• _WHAT IS NEEDED_
Provide the data again in its entirety, exactly as given.

• _MATERIAL SUPPLIED_
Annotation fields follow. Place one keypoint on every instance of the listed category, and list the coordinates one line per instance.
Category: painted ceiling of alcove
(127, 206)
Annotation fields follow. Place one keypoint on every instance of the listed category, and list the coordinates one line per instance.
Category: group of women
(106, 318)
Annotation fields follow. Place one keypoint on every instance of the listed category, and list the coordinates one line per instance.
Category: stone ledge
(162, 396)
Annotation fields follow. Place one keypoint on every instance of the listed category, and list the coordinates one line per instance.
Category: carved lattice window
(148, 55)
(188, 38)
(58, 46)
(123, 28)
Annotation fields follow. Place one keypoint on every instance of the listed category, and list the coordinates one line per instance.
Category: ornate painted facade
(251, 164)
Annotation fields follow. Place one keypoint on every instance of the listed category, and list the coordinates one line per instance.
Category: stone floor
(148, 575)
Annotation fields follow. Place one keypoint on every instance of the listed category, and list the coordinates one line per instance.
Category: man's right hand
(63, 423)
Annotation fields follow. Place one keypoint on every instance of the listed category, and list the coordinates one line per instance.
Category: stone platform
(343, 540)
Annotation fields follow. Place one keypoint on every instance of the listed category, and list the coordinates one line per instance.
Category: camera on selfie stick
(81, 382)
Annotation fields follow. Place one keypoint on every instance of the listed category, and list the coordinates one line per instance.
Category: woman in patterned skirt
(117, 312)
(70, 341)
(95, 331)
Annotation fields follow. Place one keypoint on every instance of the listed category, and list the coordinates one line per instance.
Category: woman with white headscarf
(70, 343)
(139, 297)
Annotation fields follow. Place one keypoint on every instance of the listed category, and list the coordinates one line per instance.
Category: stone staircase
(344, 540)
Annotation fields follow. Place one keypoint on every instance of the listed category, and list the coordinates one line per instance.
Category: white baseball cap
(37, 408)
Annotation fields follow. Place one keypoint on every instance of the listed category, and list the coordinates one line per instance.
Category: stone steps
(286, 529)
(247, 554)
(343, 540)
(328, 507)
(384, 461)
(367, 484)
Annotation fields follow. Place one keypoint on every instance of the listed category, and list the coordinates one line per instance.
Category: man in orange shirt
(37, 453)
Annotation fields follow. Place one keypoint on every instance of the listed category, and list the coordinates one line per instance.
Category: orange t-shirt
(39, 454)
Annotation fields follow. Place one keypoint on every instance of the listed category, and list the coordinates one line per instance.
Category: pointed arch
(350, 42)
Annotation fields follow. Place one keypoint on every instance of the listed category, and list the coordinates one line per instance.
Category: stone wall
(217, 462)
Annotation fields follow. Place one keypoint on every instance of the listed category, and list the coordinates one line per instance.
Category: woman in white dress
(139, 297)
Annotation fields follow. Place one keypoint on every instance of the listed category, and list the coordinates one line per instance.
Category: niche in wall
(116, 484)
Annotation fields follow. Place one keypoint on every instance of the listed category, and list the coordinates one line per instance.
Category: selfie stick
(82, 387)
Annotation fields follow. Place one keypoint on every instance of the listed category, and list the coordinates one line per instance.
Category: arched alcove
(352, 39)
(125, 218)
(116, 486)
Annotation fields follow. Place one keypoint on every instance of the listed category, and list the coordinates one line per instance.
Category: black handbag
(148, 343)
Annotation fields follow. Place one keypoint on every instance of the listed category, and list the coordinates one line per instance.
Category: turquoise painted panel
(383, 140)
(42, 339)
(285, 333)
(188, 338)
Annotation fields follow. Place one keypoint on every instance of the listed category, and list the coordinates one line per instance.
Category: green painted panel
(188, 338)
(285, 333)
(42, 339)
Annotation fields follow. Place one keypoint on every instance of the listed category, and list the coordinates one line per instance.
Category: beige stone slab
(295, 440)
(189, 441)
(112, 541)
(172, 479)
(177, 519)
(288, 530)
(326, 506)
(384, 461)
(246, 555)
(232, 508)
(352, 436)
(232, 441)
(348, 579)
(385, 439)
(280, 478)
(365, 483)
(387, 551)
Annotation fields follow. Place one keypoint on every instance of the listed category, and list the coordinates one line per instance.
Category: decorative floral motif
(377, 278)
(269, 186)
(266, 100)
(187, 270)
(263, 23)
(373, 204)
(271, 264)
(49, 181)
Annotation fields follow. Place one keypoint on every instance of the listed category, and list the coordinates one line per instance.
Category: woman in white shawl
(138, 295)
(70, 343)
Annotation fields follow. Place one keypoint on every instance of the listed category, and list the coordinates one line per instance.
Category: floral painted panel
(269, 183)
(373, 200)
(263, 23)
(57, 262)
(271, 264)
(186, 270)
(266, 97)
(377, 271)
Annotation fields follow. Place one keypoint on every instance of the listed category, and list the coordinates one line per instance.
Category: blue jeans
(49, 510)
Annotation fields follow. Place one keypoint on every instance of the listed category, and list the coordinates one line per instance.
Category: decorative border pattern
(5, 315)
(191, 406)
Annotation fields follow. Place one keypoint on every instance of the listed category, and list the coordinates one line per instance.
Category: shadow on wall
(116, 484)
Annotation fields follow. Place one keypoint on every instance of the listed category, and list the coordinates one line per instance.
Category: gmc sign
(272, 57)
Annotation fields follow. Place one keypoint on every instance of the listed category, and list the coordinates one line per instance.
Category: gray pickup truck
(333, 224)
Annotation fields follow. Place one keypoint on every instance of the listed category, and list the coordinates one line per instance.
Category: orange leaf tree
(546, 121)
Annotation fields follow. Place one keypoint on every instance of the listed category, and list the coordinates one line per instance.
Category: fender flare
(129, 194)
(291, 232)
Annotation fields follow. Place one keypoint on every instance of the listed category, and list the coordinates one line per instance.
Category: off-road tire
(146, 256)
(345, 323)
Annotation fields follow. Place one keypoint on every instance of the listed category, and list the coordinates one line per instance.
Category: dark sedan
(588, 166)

• _ANSWER TO THE TASK_
Annotation fields follow. Place one keypoint on every instance of the listed category, and list the coordinates one line per instance.
Category: painted ceiling of alcove
(127, 206)
Annotation fields follow. Place one keypoint on every instance of the listed category, and list the coordinates one line per instance.
Category: group of women
(106, 318)
Annotation fields follow. Place one keypoint on every instance of the listed category, and list the coordinates one line per instance.
Category: stone ledge
(162, 396)
Annotation fields follow. Place one keypoint on every instance of the listed category, and list the coordinates one line per instance.
Category: carved lattice window
(148, 55)
(188, 38)
(58, 46)
(123, 28)
Annotation fields follow. Place one keypoint on every instance of the listed category, and list the coordinates one line per instance.
Category: ornate painted facade
(251, 164)
Annotation fields follow. Place one keypoint on every instance of the listed category, and list the coordinates one line per instance.
Category: stone floor
(148, 575)
Annotation fields follow. Place one keypoint on every instance of the listed category, and list the coordinates one line per instance.
Category: man's right hand
(63, 423)
Annotation fields follow. Place one keypoint on every instance of the listed category, and list the coordinates one line per instance.
Category: stone platform
(343, 540)
Annotation fields follow. Place one keypoint on every instance of the listed category, and list the coordinates one line per instance.
Category: camera on selfie stick
(81, 382)
Annotation fields follow. Place one keypoint on every instance of the listed category, and list the coordinates one line per instance.
Category: woman in patterned skirt
(117, 312)
(70, 341)
(95, 331)
Annotation fields follow. Place one keypoint on every instance of the listed category, and list the coordinates one line per instance.
Category: woman with white headscarf
(70, 343)
(139, 297)
Annotation fields follow. Place one keypoint on every instance of the listed category, and list the coordinates one line per instance.
Category: stone staircase
(344, 540)
Annotation fields follow. Place one keypoint on every instance of the listed category, and list the coordinates one line per instance.
Category: white baseball cap
(37, 408)
Annotation fields follow. Place one keypoint on every instance of the listed category, and list the coordinates one line per instance.
Category: stone steps
(286, 529)
(247, 554)
(343, 540)
(328, 507)
(384, 461)
(367, 484)
Annotation fields follow. Place one keypoint on every instance of the listed category, and list the coordinates one line per instance.
Category: man in orange shirt
(37, 453)
Annotation fields follow. Place one keypoint on every instance of the listed category, and list the coordinates one line per instance.
Category: orange t-shirt
(39, 454)
Annotation fields follow. Place one keypoint on every instance of the listed category, and list the coordinates one line per instance.
Category: pointed arch
(350, 42)
Annotation fields follow. Place one keypoint on every instance of the listed category, and list the coordinates one line per instance.
Category: stone wall
(217, 462)
Annotation fields follow. Place one keypoint on every instance of the listed category, and list the coordinates one line per instance.
Category: woman in white dress
(139, 297)
Annotation fields follow. Place one keypoint on every instance of the listed category, and list the coordinates one line per instance.
Category: niche in wall
(116, 484)
Annotation fields follow. Place one keypoint on every instance of the listed category, and list the coordinates one line per instance.
Category: selfie stick
(82, 387)
Annotation fields follow. Place one keypoint on every instance of the listed category, and list the coordinates one line per instance.
Category: arched alcove
(352, 39)
(125, 218)
(116, 486)
Annotation fields follow. Place one keypoint on every instance of the listed category, and list the coordinates one line per instance.
Category: black handbag
(148, 343)
Annotation fields follow. Place one keypoint on every instance of the listed category, and list the coordinates one line per instance.
Category: turquoise painted panel
(383, 140)
(42, 339)
(285, 333)
(188, 338)
Annotation fields follow. Place one keypoint on every instance of the listed category, and list the coordinates one line per instance.
Category: green painted panel
(188, 338)
(285, 333)
(42, 339)
Annotation fields follow. Place one keypoint on every instance of the listed category, and list the coordinates one line per instance.
Category: beige stone slab
(295, 440)
(189, 441)
(112, 541)
(172, 479)
(177, 519)
(288, 530)
(326, 506)
(384, 461)
(246, 555)
(232, 508)
(352, 436)
(232, 441)
(348, 579)
(385, 439)
(280, 478)
(365, 483)
(387, 551)
Annotation fields follow. Place one keypoint on every instance of the listed category, and list the coordinates one line per instance.
Category: decorative floral motif
(377, 278)
(269, 186)
(266, 100)
(187, 270)
(263, 23)
(373, 204)
(271, 264)
(49, 181)
Annotation fields follow. Place one keypoint on every instance of the listed category, and list the coordinates one line per instance.
Category: woman in white shawl
(138, 295)
(70, 343)
Annotation fields follow. Place one keypoint on every instance of the listed category, and list the coordinates one line per instance.
Category: floral painted panel
(269, 183)
(373, 200)
(263, 23)
(57, 262)
(271, 264)
(186, 270)
(266, 97)
(377, 271)
Annotation fields follow. Place one keypoint on every instance of the listed category, and list the coordinates one line per instance.
Category: blue jeans
(49, 510)
Annotation fields follow. Place one keypoint on every instance of the listed category, and list the coordinates one line per instance.
Category: decorative border pattern
(5, 315)
(191, 406)
Annotation fields follow. Place one keypoint on every instance of the listed category, and list the coordinates one line per instance.
Category: shadow on wall
(116, 484)
Annotation fields follow. Place one keypoint on every instance of the listed category, and list the coordinates one line per instance.
Category: gmc sign
(272, 57)
Annotation fields follow. Place one keypoint on every instance of the listed category, and list the coordinates one line per instance.
Category: gray pickup truck
(333, 224)
Annotation fields follow. Place one keypoint on every instance of the listed category, and list the coordinates one line per instance.
Category: orange leaf tree
(546, 121)
Annotation fields follow. Place one keypoint on every instance of the listed category, and list the coordinates one line per instance.
Category: fender flare
(129, 194)
(291, 232)
Annotation fields follow. Place one keypoint on every instance of the listed category, and list the coordinates one line per instance.
Category: off-road tire
(146, 256)
(345, 323)
Annotation fields follow. Place one keypoint on every instance of the listed category, and list the coordinates one line per instance.
Category: dark sedan
(588, 166)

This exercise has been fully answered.